= Work instructions =
Replace "place a marker on" with "put a point on" throughout the rows below, and reproduce every row with no other alteration.

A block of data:

=-=-=-=-=

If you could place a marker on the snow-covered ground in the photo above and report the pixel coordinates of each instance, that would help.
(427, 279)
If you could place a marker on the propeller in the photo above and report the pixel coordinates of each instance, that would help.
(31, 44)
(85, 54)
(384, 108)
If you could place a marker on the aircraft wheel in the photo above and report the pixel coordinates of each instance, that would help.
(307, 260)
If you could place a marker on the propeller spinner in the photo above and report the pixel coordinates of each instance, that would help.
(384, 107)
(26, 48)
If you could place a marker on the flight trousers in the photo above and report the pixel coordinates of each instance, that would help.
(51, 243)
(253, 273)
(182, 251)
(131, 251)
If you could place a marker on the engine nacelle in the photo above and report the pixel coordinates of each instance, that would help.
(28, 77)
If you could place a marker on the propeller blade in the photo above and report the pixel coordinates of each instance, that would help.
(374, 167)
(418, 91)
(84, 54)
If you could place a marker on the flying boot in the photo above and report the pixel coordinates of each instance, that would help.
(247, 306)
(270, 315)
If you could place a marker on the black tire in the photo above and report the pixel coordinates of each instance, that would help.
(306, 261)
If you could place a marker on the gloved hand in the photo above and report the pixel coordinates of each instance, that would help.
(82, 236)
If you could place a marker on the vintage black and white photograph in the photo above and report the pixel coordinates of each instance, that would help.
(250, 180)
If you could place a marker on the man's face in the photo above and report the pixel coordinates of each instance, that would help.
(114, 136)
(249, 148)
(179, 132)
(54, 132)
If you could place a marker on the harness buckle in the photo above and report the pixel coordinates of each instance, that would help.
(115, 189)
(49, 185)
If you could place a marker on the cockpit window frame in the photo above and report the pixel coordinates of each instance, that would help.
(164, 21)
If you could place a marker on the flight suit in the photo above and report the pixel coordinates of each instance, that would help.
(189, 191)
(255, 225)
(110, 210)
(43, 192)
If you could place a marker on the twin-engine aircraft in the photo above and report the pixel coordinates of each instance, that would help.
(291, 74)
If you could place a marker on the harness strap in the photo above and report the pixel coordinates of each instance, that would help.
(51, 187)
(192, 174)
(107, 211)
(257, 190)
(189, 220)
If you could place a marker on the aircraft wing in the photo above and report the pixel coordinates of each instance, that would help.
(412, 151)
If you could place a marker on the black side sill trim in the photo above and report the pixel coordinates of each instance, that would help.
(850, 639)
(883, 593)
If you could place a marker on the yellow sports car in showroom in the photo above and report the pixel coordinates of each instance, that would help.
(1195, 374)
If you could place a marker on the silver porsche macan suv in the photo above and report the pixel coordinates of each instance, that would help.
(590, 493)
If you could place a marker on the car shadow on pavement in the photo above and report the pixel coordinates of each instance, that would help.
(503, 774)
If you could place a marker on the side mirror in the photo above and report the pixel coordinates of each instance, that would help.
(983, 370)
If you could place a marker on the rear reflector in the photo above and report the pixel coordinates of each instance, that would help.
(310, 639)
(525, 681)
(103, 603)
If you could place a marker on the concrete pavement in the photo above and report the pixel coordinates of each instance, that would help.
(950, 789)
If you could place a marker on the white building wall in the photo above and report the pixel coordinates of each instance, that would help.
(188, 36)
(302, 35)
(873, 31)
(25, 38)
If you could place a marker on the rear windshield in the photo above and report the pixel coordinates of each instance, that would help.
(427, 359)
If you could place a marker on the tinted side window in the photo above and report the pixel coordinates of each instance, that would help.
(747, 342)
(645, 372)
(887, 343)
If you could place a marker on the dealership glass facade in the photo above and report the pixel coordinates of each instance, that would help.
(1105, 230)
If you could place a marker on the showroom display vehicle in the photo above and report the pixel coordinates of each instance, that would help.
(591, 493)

=-=-=-=-=

= Result for this task =
If you could put a point on the snow-covered ground in the photo above and report the pixel coordinates of each instance, that would help.
(427, 279)
If you could put a point on the propeller in the photo above and report the pixel coordinates of each instance, that would help.
(31, 44)
(85, 54)
(384, 108)
If you could put a point on the aircraft wheel in the photo above and report the pixel coordinates of each instance, that would help.
(307, 260)
If you could put a point on the propeller spinner in the photo above and report the pixel coordinates of each instance, that would help.
(384, 107)
(26, 48)
If you could put a point on the flight trousers in the photo above and report the pixel coordinates of each instance, that would help.
(51, 243)
(253, 273)
(182, 251)
(131, 251)
If you could put a point on the engine nacelle in the photo above and report the pixel coordinates of each instance, that would help.
(28, 77)
If you could put a point on the propeller blade in the photo above and report the pixel coordinates of each instance, that would help.
(374, 167)
(418, 91)
(84, 54)
If you could put a point on the flying boot in the photo above and report the pixel coordinates of each instance, that would help.
(247, 306)
(270, 315)
If you could put a point on the black tire in the photo above and report the pixel coordinates of each instance, that would help.
(306, 261)
If you could put a point on the gloved hand in the photo above and report the pixel coordinates of each instance, that would help.
(82, 236)
If you could put a point on the vintage black and white photograph in the photo above and report the pixel coordinates of each instance, that would help.
(250, 180)
If you could put a point on the man's face in the photo above and report the pixel coordinates of each instance, that would help.
(114, 136)
(249, 148)
(179, 132)
(54, 132)
If you could put a point on the harness buckle in the photo above and report the pixel coordinates of each instance, that would help.
(115, 189)
(49, 185)
If you could put a point on the cockpit window frame in the photo above and report the pixel coordinates of each instance, that would help.
(164, 21)
If you could put a point on the flight suit in the photo above and report the pixel coordinates of each instance, that would help.
(189, 191)
(255, 225)
(110, 210)
(43, 192)
If you could put a point on the twin-engine aircraft in the photo above and report the pixel coordinates of each instance, that would help.
(291, 74)
If you could put a point on the harness strap in the photo above and report the pixel coordinates of each instance, that would help.
(51, 187)
(192, 174)
(107, 211)
(257, 190)
(189, 220)
If you could put a point on the aircraft wing in the photo above and report the pixel coordinates of each instance, that would help.
(412, 151)
If you could put a point on the black side sill trim in the photo above and report the pixel coordinates of each instance, that would help.
(850, 639)
(883, 593)
If you could put a point on the yellow sports car in showroom in the photo above and report the pixel coordinates of each instance, that would help.
(1195, 374)
If you could put a point on the silver porsche macan suv in the photo above and report the pixel coordinates of each instance, that would help.
(590, 493)
If you could put a point on the car shadow on pavement in the photo above and report the pixel coordinates of each instance, that would help.
(503, 774)
If you could put a point on the side mirror in the photo above and report the pixel coordinates of each instance, that would help.
(983, 370)
If you could put a point on the rear reflector in the photo above and report the pixel coordinates of each instance, that would help.
(310, 639)
(525, 681)
(103, 603)
If you could put a point on the concrete pavement in the photo above and report the pixel coordinates of each instance, that would help.
(950, 789)
If you could put a point on the white building wall in the photo above and report the pixel coordinates of each instance, that would help.
(188, 36)
(302, 35)
(873, 31)
(25, 38)
If you could put a point on the rear windshield in the photo above and report the pixel coordinates of each instance, that would help.
(427, 359)
If you could put a point on the tinted side window in the photo above and report the pixel coordinates of each instance, that would help.
(747, 342)
(645, 372)
(887, 343)
If you could put a point on the dealership glass facade in the photo above and report the pixel coordinates of each instance, that would help.
(1105, 230)
If you could put a point on the showroom display vehicle in the photo above and report the pixel coordinates of each instance, that would help.
(591, 493)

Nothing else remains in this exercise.